▶ MATERIAL:
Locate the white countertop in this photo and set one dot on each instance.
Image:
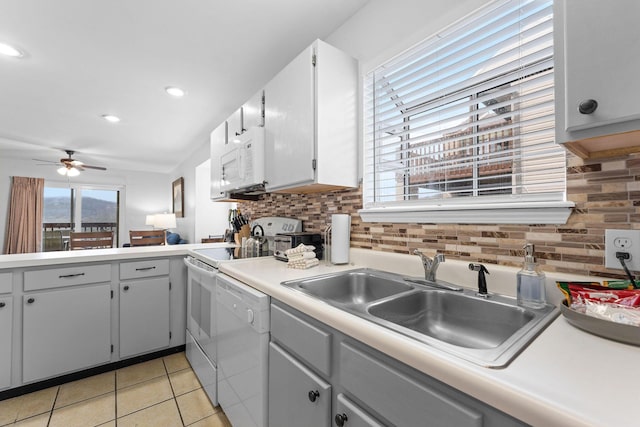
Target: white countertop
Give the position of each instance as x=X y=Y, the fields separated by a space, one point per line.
x=97 y=255
x=564 y=377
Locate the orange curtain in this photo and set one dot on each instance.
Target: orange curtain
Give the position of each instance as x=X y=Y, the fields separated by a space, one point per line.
x=24 y=228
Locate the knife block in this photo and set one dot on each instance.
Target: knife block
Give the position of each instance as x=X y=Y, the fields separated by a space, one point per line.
x=245 y=231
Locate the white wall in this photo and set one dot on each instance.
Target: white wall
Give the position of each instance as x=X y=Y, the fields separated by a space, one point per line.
x=143 y=193
x=218 y=211
x=379 y=31
x=383 y=29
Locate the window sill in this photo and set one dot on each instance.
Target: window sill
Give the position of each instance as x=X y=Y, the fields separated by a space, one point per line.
x=508 y=213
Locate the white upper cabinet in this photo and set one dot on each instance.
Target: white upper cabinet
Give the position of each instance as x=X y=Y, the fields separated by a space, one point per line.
x=217 y=145
x=253 y=111
x=596 y=81
x=311 y=123
x=235 y=126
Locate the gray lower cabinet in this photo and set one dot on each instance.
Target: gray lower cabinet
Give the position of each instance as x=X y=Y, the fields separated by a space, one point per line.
x=368 y=388
x=144 y=307
x=144 y=316
x=6 y=326
x=65 y=330
x=297 y=396
x=349 y=414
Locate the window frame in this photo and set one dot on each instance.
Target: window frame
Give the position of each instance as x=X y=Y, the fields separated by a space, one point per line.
x=76 y=189
x=507 y=209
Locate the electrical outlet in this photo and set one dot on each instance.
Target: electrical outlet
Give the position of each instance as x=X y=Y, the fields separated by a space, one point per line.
x=622 y=241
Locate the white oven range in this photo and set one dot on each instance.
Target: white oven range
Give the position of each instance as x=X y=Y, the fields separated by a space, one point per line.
x=202 y=270
x=201 y=338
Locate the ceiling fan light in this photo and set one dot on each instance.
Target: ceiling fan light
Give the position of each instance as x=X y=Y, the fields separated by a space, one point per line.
x=175 y=91
x=111 y=118
x=9 y=50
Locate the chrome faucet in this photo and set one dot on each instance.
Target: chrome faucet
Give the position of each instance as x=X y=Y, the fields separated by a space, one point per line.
x=430 y=264
x=482 y=280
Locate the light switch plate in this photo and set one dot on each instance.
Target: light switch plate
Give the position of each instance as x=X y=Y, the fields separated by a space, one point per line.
x=622 y=241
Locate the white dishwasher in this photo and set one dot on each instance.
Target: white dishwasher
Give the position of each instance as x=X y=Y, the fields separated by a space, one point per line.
x=243 y=344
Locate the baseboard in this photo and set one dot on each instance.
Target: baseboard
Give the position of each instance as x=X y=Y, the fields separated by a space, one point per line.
x=74 y=376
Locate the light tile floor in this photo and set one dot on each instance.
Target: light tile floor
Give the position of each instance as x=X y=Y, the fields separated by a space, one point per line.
x=162 y=392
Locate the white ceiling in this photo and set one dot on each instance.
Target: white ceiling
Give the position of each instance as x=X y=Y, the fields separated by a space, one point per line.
x=85 y=58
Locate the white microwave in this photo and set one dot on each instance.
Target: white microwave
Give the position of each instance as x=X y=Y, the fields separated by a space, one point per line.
x=242 y=163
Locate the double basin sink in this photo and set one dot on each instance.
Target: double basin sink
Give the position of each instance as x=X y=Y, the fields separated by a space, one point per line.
x=486 y=330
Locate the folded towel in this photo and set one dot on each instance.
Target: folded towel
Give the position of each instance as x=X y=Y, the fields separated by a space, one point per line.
x=299 y=249
x=301 y=255
x=304 y=263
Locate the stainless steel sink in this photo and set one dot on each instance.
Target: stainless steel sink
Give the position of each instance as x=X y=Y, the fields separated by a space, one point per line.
x=354 y=287
x=486 y=331
x=454 y=318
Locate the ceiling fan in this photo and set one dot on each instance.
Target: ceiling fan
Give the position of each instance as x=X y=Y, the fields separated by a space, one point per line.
x=70 y=166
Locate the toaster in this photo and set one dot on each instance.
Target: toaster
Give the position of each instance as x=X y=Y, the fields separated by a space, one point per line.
x=284 y=241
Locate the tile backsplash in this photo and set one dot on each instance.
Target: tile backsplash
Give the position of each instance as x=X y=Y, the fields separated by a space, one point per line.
x=606 y=194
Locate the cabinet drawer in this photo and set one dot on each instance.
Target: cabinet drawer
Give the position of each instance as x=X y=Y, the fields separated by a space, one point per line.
x=307 y=341
x=374 y=382
x=147 y=268
x=297 y=396
x=68 y=276
x=353 y=415
x=5 y=283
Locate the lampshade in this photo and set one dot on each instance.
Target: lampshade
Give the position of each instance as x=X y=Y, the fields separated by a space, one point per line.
x=165 y=221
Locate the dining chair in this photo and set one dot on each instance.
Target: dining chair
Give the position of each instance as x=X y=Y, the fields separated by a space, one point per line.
x=91 y=240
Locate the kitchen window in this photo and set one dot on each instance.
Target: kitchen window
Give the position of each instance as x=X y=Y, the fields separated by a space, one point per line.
x=78 y=208
x=460 y=128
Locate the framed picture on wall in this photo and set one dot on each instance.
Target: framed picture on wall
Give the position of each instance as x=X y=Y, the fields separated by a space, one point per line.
x=178 y=197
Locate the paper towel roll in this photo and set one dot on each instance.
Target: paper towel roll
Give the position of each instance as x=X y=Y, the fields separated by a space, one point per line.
x=340 y=238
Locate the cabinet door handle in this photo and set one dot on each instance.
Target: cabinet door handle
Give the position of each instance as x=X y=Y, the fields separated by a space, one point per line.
x=588 y=106
x=340 y=419
x=313 y=395
x=66 y=276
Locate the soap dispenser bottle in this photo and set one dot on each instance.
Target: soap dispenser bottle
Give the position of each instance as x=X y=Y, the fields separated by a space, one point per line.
x=531 y=291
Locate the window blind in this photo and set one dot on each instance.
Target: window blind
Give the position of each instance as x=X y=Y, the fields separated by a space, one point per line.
x=467 y=116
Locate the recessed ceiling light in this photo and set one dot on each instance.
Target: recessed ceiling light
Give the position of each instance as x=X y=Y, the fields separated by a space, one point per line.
x=175 y=91
x=9 y=50
x=111 y=118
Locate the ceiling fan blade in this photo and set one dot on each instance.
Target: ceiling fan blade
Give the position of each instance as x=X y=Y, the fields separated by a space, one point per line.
x=92 y=167
x=45 y=161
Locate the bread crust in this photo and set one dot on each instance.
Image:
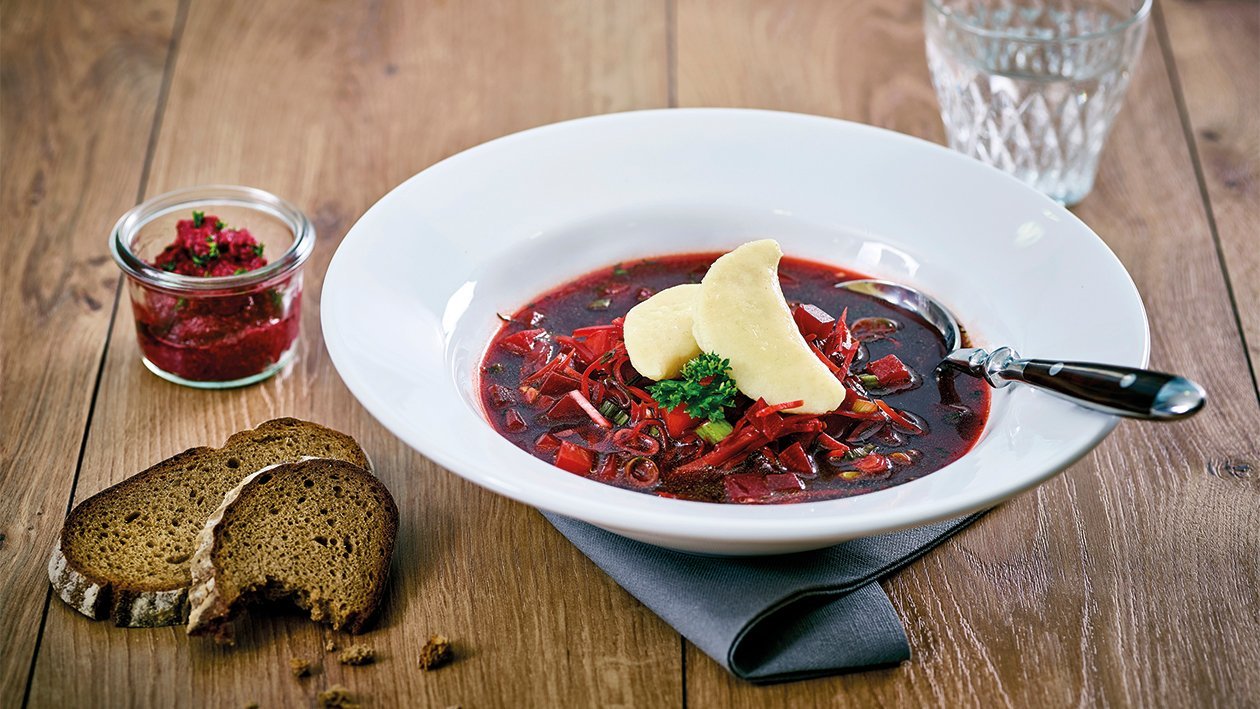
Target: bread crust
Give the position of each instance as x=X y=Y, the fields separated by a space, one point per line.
x=209 y=613
x=145 y=605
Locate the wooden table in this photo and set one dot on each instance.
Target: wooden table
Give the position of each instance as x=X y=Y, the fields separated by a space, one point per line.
x=1130 y=579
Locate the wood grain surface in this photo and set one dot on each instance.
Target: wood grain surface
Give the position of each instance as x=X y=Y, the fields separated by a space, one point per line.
x=1064 y=596
x=1128 y=581
x=81 y=85
x=1216 y=51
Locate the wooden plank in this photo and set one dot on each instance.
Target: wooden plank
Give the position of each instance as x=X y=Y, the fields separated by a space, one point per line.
x=80 y=86
x=1216 y=51
x=330 y=108
x=1127 y=581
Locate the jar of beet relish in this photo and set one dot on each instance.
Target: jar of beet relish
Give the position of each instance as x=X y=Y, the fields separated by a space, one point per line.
x=216 y=282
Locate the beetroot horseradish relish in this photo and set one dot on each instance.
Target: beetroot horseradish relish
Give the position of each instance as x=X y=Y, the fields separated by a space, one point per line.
x=556 y=382
x=211 y=307
x=206 y=246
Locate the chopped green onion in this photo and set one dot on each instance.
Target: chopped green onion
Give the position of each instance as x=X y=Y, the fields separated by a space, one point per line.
x=713 y=431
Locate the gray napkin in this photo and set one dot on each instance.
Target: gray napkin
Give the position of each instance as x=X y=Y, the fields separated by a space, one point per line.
x=771 y=618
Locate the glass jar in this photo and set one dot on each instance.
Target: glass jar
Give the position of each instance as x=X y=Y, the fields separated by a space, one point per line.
x=216 y=331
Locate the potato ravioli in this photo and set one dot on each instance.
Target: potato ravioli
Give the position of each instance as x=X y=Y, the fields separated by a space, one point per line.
x=744 y=377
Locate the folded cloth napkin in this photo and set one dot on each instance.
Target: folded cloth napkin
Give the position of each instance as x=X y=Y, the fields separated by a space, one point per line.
x=771 y=618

▶ WHAT IS REQUIRED: Reproduce the part of the entries that opens with the line containing "Locate the chrome" and closes with the line containing "x=482 y=280", swapping "chrome faucet" for "brass faucet" and leaving everything else unchanged.

▶ REPLY:
Locate the brass faucet in this photo and set one dot on each instance.
Target: brass faucet
Give the position of each instance as x=X y=Y, the fields separated by a space, one point per line.
x=430 y=264
x=482 y=280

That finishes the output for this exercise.